__ACTIVITY__
Transcribe the tail of the listing: start at the line containing "Query: player's outstretched arm" and stop after the last line, keeping every character as is and adding nothing.

DATA FOR THIS TASK section start

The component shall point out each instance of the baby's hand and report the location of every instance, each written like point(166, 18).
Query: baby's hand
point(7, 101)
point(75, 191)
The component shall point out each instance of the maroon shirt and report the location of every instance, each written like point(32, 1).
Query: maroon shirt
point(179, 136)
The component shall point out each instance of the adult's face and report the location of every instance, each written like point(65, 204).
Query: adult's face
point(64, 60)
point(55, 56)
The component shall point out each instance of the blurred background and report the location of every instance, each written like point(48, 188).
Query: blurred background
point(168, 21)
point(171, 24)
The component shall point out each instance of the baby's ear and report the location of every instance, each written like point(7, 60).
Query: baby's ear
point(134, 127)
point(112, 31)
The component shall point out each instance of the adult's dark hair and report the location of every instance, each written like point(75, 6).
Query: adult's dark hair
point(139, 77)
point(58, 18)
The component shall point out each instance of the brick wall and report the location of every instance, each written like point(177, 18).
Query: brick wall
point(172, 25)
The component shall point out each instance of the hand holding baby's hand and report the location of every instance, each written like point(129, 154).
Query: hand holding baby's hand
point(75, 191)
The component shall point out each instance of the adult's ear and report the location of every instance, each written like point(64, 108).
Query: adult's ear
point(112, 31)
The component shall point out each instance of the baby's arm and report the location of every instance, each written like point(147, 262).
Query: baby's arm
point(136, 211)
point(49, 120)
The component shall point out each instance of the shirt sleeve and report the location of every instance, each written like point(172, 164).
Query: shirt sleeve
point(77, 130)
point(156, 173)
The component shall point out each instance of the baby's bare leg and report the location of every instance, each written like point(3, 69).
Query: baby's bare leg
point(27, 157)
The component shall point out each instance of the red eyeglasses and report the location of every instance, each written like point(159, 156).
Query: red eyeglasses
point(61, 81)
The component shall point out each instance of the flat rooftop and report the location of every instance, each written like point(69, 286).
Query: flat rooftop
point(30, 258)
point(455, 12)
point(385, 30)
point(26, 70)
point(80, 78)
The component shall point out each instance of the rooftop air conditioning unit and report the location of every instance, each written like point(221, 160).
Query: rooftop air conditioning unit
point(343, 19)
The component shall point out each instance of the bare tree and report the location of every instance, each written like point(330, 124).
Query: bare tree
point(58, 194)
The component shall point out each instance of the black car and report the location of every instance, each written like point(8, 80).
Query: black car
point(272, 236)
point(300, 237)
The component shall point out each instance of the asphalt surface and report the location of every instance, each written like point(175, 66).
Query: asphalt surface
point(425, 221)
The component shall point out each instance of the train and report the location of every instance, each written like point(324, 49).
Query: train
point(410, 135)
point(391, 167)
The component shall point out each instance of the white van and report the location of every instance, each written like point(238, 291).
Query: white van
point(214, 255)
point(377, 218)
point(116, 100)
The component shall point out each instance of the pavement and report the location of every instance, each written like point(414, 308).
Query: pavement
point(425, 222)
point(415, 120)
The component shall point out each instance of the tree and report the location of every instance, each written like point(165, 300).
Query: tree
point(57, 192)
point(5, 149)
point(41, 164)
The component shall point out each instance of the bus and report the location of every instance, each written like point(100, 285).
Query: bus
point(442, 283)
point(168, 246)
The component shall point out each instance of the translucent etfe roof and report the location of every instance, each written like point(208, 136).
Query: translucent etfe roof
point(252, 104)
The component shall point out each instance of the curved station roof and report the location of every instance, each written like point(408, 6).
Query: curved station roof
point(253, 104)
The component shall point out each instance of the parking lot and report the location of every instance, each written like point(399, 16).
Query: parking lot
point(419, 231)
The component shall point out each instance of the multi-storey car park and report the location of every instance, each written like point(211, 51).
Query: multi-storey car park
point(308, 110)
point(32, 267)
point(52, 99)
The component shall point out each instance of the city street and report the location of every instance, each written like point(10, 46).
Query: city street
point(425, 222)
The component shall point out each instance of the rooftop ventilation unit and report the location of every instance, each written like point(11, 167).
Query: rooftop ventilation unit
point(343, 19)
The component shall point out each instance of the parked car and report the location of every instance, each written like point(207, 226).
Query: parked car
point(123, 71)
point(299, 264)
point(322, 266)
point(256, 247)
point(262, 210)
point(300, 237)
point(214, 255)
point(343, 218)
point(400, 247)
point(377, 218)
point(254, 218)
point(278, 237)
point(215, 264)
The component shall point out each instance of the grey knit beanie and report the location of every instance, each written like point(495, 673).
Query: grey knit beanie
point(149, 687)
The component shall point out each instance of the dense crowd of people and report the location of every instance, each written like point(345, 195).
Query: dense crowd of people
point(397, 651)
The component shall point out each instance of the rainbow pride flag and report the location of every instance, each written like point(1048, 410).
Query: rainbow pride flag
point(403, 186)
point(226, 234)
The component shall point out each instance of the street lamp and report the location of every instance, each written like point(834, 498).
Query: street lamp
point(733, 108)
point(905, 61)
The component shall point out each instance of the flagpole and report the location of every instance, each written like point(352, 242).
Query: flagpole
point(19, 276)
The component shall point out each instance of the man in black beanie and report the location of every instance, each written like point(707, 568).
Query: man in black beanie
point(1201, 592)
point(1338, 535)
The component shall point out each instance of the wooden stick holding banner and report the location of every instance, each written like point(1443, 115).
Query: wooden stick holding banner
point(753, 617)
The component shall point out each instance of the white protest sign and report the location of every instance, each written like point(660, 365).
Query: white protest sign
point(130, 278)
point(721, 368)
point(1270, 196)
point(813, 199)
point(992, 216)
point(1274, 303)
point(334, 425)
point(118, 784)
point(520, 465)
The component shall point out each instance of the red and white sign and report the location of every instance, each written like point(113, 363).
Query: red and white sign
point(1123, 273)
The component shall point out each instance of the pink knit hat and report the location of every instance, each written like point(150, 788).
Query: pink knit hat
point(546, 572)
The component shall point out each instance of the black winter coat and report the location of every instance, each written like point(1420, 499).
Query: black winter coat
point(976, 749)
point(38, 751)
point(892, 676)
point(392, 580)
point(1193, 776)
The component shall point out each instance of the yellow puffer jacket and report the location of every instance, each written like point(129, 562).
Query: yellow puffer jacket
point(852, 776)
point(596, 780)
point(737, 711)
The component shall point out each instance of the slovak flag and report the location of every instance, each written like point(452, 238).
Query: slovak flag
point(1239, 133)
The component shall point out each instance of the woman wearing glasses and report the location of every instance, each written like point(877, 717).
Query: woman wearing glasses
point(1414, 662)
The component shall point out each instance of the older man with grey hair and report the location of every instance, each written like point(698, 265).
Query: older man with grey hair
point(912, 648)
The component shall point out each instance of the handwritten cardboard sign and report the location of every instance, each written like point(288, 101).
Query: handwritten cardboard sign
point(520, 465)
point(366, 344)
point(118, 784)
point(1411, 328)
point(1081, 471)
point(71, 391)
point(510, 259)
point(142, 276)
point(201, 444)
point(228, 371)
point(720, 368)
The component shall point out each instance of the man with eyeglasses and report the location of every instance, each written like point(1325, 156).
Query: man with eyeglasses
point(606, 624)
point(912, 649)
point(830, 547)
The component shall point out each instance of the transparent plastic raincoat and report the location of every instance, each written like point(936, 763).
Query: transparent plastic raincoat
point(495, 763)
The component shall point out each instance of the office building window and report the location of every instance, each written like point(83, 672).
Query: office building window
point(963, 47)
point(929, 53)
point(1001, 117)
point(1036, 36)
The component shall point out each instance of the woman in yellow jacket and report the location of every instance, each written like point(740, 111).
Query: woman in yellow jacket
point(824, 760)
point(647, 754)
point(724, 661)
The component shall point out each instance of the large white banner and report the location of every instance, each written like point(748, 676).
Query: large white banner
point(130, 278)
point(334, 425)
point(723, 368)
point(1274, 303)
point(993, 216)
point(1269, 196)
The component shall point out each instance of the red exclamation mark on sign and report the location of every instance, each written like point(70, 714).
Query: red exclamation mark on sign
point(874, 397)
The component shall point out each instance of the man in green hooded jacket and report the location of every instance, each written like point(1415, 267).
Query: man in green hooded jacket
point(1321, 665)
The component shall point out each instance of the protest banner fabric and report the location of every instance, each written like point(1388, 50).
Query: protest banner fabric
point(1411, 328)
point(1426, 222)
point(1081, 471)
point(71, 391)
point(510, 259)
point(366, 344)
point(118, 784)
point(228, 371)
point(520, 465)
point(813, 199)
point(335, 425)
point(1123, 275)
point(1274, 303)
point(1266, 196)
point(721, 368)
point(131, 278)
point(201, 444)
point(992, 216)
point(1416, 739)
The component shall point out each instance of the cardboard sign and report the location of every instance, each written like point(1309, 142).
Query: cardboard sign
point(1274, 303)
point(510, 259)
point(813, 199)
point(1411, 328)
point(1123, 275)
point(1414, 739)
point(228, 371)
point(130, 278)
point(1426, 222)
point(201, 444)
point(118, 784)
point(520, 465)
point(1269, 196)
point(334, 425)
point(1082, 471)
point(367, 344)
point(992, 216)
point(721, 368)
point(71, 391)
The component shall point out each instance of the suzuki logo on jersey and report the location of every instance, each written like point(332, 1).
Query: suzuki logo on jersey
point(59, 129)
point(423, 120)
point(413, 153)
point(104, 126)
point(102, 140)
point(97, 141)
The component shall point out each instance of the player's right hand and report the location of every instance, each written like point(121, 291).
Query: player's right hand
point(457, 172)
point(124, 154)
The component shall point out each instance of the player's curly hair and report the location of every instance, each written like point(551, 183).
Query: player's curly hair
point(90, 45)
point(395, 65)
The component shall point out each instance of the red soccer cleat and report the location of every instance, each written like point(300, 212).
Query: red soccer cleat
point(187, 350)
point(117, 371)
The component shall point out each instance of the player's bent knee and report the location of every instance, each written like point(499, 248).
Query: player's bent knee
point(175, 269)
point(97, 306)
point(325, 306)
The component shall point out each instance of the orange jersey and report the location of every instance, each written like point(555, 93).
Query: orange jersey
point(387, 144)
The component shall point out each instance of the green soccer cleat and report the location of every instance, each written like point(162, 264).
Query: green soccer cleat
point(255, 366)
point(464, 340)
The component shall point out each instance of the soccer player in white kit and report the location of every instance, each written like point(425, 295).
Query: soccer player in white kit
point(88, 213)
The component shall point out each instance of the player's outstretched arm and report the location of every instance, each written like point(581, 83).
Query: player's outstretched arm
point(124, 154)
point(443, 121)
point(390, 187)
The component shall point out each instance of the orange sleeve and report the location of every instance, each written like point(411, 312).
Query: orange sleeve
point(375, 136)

DATA FOR THIS TASK section end

__RESULT FOR THIS TASK__
Query: player's outstretched arm
point(124, 154)
point(443, 121)
point(390, 187)
The component shall point out each instance of the orange sleeve and report the location of every instance, each written like point(411, 312).
Query: orange sleeve
point(375, 136)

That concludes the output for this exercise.